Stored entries
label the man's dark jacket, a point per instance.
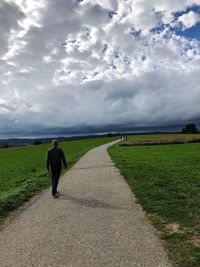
(55, 158)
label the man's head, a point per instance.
(55, 142)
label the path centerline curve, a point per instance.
(95, 222)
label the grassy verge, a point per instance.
(157, 139)
(166, 182)
(23, 171)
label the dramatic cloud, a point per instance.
(89, 64)
(190, 19)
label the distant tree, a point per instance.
(190, 129)
(37, 142)
(6, 145)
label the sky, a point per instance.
(80, 66)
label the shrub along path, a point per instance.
(95, 222)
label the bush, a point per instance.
(190, 128)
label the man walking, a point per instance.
(55, 159)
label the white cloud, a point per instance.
(190, 19)
(92, 63)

§ **Task prompt**
Reproduce every one of the entries above verbatim, omitting the pictures.

§ **Solution to this exercise**
label the man's dark jacket, a point per instance.
(55, 158)
label the man's head, a point per instance.
(55, 142)
label the path centerline curve, a point per instance.
(95, 222)
label the grassy verge, a point per instance.
(157, 139)
(166, 182)
(23, 171)
label the dramatic cloud, a point per instance.
(89, 64)
(190, 19)
label the distant tree, a point per instance.
(190, 129)
(37, 142)
(6, 145)
label the sky, a point per instance.
(80, 66)
label the shrub along path, a point per instance.
(95, 222)
label the bush, a point per instance.
(190, 128)
label the man walking, a point per instance.
(55, 159)
label the white cloud, a point per instance.
(190, 19)
(92, 63)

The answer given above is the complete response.